Problems:
- A) How would you put this sentence from the blog post into Spanish: "Each time I wrote, it seemed like the first time."
- B) How might the blog post about writing the same piece several times go on? Write what comes after its last sentence.

Given passage:
━━━
Showing posts with label blogs. Show all posts
Showing posts with label blogs. Show all posts

Wednesday, November 23, 2016

DON'T check your views!





After re-reading some of my recent posts, I am sorry for, or at least a little embarrassed about, writing the same piece three or four times. I am referring, of course, to the recent CanLit debacle, starring Steven Galloway in the Randle P. McMurphy role.  I had thought of deleting one or two, but each one emphasizes a certain aspect. .  . so. . . ah. . . I was surprised to see it, anyway. Each time I wrote, it seemed like the first time. This may be a sign of advancing age and a brain that sometimes seems as arthritic as my ghastly old knuckles.
━━━
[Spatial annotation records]
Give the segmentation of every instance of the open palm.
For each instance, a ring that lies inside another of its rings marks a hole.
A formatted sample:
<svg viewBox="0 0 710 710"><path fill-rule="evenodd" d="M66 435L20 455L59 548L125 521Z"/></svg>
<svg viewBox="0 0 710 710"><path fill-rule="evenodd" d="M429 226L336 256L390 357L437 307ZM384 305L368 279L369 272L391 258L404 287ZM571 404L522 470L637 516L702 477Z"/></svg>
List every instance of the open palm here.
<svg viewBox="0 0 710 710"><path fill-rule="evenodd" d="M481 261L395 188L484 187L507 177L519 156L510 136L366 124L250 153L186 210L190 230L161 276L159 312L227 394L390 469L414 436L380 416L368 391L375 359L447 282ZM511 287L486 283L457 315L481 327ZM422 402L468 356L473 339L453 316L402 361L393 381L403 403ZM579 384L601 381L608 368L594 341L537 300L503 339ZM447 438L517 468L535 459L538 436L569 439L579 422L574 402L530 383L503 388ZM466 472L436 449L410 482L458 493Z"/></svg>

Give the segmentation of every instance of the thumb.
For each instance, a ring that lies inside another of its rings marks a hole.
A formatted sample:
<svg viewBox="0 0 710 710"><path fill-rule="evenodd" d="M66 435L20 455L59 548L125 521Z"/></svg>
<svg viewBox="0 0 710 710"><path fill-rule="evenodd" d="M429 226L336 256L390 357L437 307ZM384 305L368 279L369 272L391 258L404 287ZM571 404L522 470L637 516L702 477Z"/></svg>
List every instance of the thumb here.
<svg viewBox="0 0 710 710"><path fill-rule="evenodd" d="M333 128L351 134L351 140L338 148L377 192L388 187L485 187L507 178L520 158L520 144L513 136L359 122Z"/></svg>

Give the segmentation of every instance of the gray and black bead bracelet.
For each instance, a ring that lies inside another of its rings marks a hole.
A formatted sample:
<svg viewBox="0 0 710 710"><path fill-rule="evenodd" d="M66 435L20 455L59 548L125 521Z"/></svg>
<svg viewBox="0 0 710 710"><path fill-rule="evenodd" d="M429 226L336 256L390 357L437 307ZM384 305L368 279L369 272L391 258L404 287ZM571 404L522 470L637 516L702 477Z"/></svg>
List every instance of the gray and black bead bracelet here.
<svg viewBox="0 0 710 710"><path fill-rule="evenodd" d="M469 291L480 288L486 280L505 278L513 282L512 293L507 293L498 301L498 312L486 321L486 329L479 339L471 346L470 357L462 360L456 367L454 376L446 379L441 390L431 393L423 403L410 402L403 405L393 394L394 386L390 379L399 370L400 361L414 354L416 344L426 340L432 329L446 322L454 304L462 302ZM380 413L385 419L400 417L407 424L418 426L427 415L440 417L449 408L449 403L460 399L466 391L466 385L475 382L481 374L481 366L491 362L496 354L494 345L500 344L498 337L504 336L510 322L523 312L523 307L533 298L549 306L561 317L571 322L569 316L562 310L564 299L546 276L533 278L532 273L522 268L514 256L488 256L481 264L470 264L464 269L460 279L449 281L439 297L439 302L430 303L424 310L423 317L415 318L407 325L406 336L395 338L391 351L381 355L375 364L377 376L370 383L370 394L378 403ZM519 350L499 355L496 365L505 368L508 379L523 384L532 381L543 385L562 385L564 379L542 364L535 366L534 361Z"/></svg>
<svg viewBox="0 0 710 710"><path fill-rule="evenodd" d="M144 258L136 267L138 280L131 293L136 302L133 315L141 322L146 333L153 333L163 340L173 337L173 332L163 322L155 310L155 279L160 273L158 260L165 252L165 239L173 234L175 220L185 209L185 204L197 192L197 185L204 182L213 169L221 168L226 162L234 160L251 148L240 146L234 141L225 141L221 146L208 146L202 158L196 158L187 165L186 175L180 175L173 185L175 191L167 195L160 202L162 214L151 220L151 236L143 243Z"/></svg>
━━━
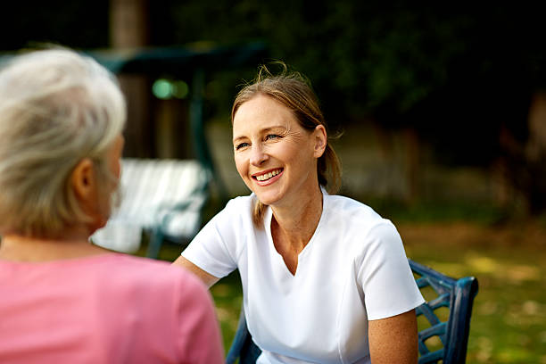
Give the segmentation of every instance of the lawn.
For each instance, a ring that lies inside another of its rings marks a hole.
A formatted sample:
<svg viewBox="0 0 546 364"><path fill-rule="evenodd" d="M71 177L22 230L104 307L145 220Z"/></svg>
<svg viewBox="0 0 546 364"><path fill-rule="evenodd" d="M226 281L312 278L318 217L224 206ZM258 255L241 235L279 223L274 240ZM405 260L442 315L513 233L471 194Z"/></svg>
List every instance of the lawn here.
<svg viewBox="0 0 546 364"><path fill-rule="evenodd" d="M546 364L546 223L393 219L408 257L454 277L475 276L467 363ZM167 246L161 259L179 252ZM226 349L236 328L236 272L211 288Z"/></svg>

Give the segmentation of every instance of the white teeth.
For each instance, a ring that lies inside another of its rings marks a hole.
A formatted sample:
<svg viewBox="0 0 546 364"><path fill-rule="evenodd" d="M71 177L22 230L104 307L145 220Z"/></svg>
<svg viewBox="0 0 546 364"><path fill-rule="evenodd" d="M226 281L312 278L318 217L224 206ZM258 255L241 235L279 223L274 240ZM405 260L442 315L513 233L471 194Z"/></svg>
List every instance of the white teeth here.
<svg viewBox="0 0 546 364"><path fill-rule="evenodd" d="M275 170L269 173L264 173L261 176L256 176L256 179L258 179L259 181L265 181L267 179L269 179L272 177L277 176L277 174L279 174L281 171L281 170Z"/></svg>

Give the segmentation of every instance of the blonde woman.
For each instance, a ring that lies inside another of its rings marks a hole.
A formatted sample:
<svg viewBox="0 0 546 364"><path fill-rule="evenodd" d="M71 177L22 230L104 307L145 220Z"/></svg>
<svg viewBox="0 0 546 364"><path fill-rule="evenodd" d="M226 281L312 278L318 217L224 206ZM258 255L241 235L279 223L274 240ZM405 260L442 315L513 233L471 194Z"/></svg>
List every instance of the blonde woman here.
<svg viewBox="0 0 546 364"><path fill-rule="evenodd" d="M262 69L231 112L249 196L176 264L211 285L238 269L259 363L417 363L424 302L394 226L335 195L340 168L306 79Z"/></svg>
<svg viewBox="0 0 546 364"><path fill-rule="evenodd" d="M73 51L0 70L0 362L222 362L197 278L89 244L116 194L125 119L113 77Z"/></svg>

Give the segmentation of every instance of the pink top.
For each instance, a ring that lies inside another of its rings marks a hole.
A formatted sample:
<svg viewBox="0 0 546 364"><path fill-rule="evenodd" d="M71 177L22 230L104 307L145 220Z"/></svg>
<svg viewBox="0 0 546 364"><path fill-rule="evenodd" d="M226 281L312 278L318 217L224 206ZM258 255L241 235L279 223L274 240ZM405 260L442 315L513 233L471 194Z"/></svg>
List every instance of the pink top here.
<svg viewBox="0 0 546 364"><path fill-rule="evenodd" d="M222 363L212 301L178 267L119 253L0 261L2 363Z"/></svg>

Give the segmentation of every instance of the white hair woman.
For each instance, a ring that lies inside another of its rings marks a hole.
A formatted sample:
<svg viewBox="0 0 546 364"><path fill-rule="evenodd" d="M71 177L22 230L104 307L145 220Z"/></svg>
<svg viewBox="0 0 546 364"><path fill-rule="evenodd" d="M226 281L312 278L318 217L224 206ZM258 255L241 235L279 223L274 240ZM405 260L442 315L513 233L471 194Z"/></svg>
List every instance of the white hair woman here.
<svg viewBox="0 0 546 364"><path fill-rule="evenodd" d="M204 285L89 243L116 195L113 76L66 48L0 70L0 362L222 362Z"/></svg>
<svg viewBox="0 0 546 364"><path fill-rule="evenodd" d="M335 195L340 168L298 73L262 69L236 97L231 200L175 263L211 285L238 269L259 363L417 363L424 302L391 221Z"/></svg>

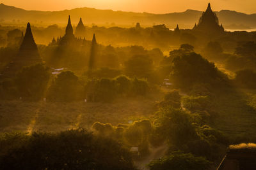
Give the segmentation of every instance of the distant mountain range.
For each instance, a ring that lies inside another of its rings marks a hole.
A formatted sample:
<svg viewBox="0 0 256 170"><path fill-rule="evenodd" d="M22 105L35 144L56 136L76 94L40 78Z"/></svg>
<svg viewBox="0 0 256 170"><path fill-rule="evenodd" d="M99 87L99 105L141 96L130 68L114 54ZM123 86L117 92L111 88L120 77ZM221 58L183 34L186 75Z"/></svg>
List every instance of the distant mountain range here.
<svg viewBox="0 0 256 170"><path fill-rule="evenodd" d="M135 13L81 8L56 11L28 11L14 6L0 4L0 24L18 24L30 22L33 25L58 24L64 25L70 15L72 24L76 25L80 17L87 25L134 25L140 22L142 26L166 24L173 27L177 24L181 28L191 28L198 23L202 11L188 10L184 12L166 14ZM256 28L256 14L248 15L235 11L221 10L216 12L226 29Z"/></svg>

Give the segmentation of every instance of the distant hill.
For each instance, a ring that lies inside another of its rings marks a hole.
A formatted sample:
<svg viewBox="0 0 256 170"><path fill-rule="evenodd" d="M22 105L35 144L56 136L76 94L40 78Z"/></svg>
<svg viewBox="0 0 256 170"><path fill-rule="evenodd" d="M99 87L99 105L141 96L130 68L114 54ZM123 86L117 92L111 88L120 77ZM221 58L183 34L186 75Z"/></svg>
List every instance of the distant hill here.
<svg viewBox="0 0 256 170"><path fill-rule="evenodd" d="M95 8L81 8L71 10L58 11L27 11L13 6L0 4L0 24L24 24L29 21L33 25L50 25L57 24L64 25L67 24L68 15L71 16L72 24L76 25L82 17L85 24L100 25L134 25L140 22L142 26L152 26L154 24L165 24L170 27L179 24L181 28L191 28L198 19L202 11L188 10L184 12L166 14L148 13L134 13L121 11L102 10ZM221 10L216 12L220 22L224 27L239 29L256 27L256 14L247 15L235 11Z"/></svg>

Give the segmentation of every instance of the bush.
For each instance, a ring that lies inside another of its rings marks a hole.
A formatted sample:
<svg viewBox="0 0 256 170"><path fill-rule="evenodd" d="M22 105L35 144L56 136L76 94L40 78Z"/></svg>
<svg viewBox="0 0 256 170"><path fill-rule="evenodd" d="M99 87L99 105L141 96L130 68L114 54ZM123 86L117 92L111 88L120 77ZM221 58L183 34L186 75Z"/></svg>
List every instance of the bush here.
━━━
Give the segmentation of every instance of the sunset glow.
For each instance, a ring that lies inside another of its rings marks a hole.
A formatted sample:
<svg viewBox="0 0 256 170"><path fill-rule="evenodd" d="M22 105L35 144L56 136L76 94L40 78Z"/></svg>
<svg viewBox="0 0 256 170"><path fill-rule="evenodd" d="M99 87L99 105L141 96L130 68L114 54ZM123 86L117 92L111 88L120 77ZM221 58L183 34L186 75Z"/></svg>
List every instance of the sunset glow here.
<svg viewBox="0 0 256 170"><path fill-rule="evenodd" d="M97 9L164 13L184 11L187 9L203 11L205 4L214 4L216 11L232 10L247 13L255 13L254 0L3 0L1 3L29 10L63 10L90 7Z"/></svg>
━━━
Results of the tasks:
- A) Cada vez que escribía, parecía la primera vez.

- B)
Once I've written and posted things, I try to forget about them. I know that is not the best attitude, but it is my personal antidote to the feverish "OMG-I'm-not-getting-enough-views/likes/hits/kisses/love" that seems to be a requirement of bloggitude and the internet-verse in general. Lately I have been trying assiduously NOT (t-t-t-t-t-tttt) to check my blog views, simply because a few weeks ago they shot up by several hundred per post for no reason I could ascertain. Certainly I wasn't writing any better. Most of the views were for the kind of silly video I like to post, both to lighten things up and because I really do think they're cool. But some were for actual pieces of writing that I did. I was not used to this and almost panicked. Wait a minute! Is somebody trying to read my stuff?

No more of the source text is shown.